:: Short exercise ::
Reproduce, word for word, the passage of the essay on relationships below that runs from "Exhibit A:  The" up to and including "and values overlap.".

:: Source text ::
Recipes I LOVE and cannot live without

Recipes I LOVE and cannot live without

Written by Emily

My close friends will tell you that I can wax poetic about the dynamics of love and relationships indefinitely.  I never tire of discussing the complex world of pursuing and then maintaining a loving, healthy, relationship.  After all, the need to be loved is at the core of human nature and human sexuality.  Our feelings about love, sex and relationships inform our entire life whether we realize it or not, so making space to try to understand how these dynamics affect us is well worth it in the quest for overall happiness.

When I was 14, my Sex Ed teacher gave me a book called Love, by Leo Buscaglia.  It was by far the most transformational book of my life.  I read it cover to cover and have since read it multiple times.  The book was filled with giant concepts of love far beyond the romantic sense.  In fact, it focused mostly on love of oneself as a key to having successful relationships.  At 14, this book accelerated my commitment to loving myself and constructed the lens through which I would approach relationships for the rest of my life.  It was powerful stuff and I credit that teacher and that book with what resulted in years of (mostly) healthy relationships and a strong sense of self.

What has transpired from my hobby of analyzing and pontificating about relationships is a fair amount of solicited and unsolicited advice-giving.  In the weeks leading up to Valentine’s Day, I got into quite a few conversations with friends about variations of love – new love, maintaining love, and misdirected love.  All of my advice ended up back at one main theme.  Much like the book I read at 14, my theory is rooted in the fact that successful relationships stem from a solid sense of self identity.

As I talked about these different types of relationships, I kept seeing pictures in my mind. I’m a visual learner, so in order to get the thoughts out of my head, I drew my theories out on paper.  What resulted were the three main models of relationships that I feel are the most frequent among couples.  Clearly, it is impossible to sum up all relationships into three categories, but if you ask me (and I know you didn’t), here’s what I think a successful relationship looks like.

Exhibit A:  The Ideal Relationship

Exhibit A 2

I stand firmly behind my feelings that the most successful relationships start with two individuals who have a fully developed sense of self.  They have unique interests and their self identity is derived from within, not from external sources.  When these two people get together, they form a third entity where their shared interests and values overlap.

:: Data excerpts ::
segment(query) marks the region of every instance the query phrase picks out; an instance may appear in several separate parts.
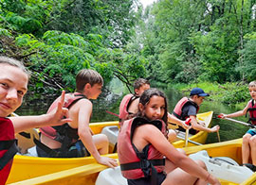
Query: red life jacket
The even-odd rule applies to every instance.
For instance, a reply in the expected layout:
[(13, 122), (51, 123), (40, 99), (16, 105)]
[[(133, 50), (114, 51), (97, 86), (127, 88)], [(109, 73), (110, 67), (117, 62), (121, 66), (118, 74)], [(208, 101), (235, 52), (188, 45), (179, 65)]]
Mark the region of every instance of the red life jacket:
[(140, 177), (156, 177), (157, 173), (164, 170), (164, 156), (152, 144), (143, 148), (143, 152), (138, 152), (132, 137), (137, 126), (152, 124), (166, 133), (165, 123), (160, 120), (148, 121), (144, 118), (134, 118), (124, 122), (118, 137), (118, 153), (121, 168), (121, 174), (128, 179)]
[(6, 184), (13, 157), (18, 152), (15, 141), (11, 121), (0, 117), (0, 185)]
[(129, 114), (132, 114), (131, 112), (128, 111), (128, 109), (131, 103), (137, 98), (138, 98), (138, 96), (136, 96), (132, 93), (129, 93), (122, 98), (120, 106), (119, 106), (119, 120), (120, 120), (119, 124), (120, 125), (122, 125), (123, 121), (128, 119)]
[(182, 115), (183, 114), (182, 109), (186, 104), (191, 104), (194, 106), (196, 108), (196, 113), (199, 110), (199, 106), (196, 103), (191, 101), (188, 97), (183, 97), (178, 101), (173, 111), (173, 114), (180, 120), (186, 120), (189, 117), (188, 115)]
[[(66, 93), (64, 95), (64, 108), (70, 109), (72, 105), (74, 105), (76, 102), (78, 102), (80, 99), (86, 98), (83, 94), (75, 92), (75, 93)], [(54, 109), (58, 102), (60, 100), (60, 97), (58, 97), (49, 107), (47, 112), (50, 112), (52, 109)], [(65, 149), (67, 145), (70, 145), (72, 143), (76, 142), (79, 139), (78, 136), (78, 129), (72, 128), (69, 126), (68, 124), (64, 124), (62, 126), (44, 126), (40, 128), (40, 131), (42, 134), (51, 138), (52, 140), (56, 140), (60, 143), (62, 143), (62, 148)], [(38, 142), (36, 143), (37, 145)]]
[(247, 111), (249, 112), (248, 122), (256, 126), (256, 104), (254, 104), (253, 99), (249, 102), (249, 108)]

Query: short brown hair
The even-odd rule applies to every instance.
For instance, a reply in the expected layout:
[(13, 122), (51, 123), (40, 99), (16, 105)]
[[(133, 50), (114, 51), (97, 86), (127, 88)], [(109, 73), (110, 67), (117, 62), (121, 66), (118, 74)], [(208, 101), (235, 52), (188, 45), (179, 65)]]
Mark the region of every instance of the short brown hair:
[(135, 80), (134, 90), (138, 90), (141, 86), (143, 86), (145, 84), (150, 85), (150, 82), (144, 78), (137, 78), (137, 80)]
[(14, 59), (12, 58), (8, 58), (4, 56), (0, 56), (0, 64), (8, 64), (21, 69), (25, 74), (27, 74), (27, 77), (30, 77), (30, 72), (24, 66), (23, 62)]
[(82, 69), (76, 76), (77, 91), (82, 92), (83, 88), (87, 83), (89, 83), (91, 86), (95, 84), (103, 85), (103, 78), (97, 71)]
[(251, 81), (251, 82), (249, 82), (248, 87), (249, 87), (249, 88), (256, 87), (256, 81)]

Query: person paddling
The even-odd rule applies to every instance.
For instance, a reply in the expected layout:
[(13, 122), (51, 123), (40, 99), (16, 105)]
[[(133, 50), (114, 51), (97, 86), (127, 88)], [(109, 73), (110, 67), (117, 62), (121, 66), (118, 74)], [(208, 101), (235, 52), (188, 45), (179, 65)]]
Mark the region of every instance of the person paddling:
[[(214, 126), (211, 128), (206, 127), (205, 123), (196, 120), (196, 114), (199, 110), (200, 105), (203, 103), (206, 96), (210, 96), (201, 88), (193, 88), (191, 91), (190, 97), (181, 98), (175, 105), (173, 115), (180, 120), (191, 118), (192, 129), (191, 134), (195, 134), (198, 130), (207, 132), (217, 132), (220, 129), (219, 126)], [(179, 130), (184, 131), (182, 127)]]
[[(221, 113), (218, 117), (225, 118), (232, 118), (246, 115), (249, 112), (248, 123), (256, 126), (256, 81), (251, 81), (248, 84), (248, 91), (251, 96), (251, 99), (247, 102), (247, 105), (244, 108), (244, 109), (229, 113), (224, 114)], [(256, 129), (250, 128), (247, 131), (247, 133), (243, 136), (243, 143), (242, 143), (242, 162), (243, 165), (248, 167), (253, 172), (256, 172)], [(249, 156), (251, 156), (252, 164), (249, 162)]]
[(118, 154), (128, 185), (220, 185), (203, 161), (193, 161), (168, 142), (167, 114), (164, 93), (149, 89), (139, 98), (137, 116), (123, 123)]
[[(40, 128), (40, 142), (36, 142), (39, 157), (78, 158), (93, 156), (97, 162), (115, 167), (116, 160), (101, 155), (108, 153), (109, 142), (104, 134), (93, 134), (89, 122), (93, 104), (90, 99), (97, 99), (103, 86), (102, 76), (90, 69), (81, 70), (76, 76), (76, 92), (64, 95), (66, 107), (72, 122), (59, 126)], [(56, 109), (57, 98), (49, 108)]]

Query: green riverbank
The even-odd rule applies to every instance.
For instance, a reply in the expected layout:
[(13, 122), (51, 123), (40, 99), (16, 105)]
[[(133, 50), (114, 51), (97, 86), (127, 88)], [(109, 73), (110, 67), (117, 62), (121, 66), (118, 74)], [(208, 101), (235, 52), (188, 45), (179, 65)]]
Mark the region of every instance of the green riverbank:
[(226, 84), (200, 82), (192, 84), (169, 84), (169, 87), (177, 90), (183, 95), (189, 96), (192, 88), (198, 87), (210, 94), (208, 99), (213, 102), (220, 102), (228, 106), (235, 107), (238, 109), (245, 108), (250, 95), (247, 83), (233, 82)]

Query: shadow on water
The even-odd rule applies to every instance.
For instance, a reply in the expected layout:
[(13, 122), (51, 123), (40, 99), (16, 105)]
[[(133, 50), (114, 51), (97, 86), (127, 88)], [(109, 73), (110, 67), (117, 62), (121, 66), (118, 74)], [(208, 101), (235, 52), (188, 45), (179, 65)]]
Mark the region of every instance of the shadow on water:
[[(115, 92), (115, 91), (111, 90), (110, 92)], [(123, 92), (123, 90), (121, 92)], [(183, 96), (183, 94), (178, 93), (176, 91), (173, 89), (164, 90), (164, 92), (168, 98), (169, 112), (172, 112), (175, 104)], [(122, 96), (123, 94), (121, 94), (119, 92), (115, 92), (114, 93), (110, 93), (110, 92), (102, 93), (97, 100), (92, 100), (93, 114), (91, 117), (91, 122), (119, 120), (117, 116), (107, 113), (106, 110), (118, 114), (119, 106), (122, 99)], [(20, 109), (18, 109), (16, 113), (20, 115), (36, 115), (36, 114), (46, 113), (50, 104), (56, 98), (56, 95), (52, 95), (50, 97), (44, 98), (44, 99), (36, 99), (33, 102), (25, 100), (25, 103), (22, 105)], [(206, 98), (206, 100), (203, 102), (203, 104), (200, 107), (199, 113), (210, 111), (210, 110), (213, 110), (214, 114), (218, 114), (220, 112), (231, 113), (239, 109), (235, 109), (234, 107), (223, 105), (219, 102), (210, 101), (208, 98)], [(247, 122), (247, 118), (245, 118), (245, 116), (235, 118), (235, 119)], [(219, 133), (220, 133), (220, 138), (222, 142), (236, 139), (236, 138), (241, 138), (248, 129), (248, 127), (246, 126), (242, 126), (237, 123), (233, 123), (233, 122), (226, 121), (226, 120), (220, 120), (220, 119), (212, 119), (211, 125), (220, 126)], [(218, 142), (217, 134), (210, 133), (207, 143), (216, 143), (216, 142)]]

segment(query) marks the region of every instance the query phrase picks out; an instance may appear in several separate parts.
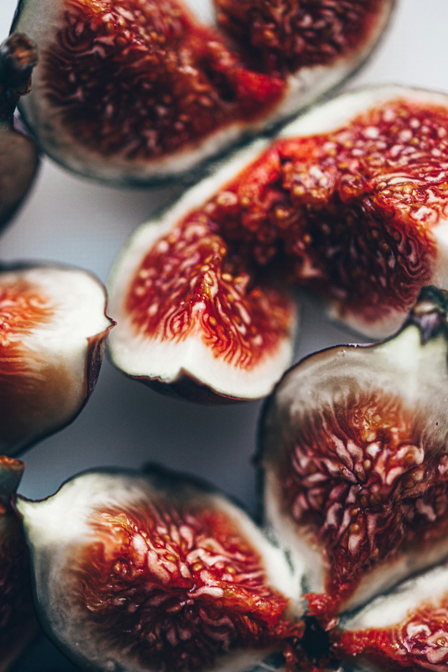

:: Solution to this exercise ::
Exhibit A:  The Ideal Relationship

Exhibit A 2

I stand firmly behind my feelings that the most successful relationships start with two individuals who have a fully developed sense of self.  They have unique interests and their self identity is derived from within, not from external sources.  When these two people get together, they form a third entity where their shared interests and values overlap.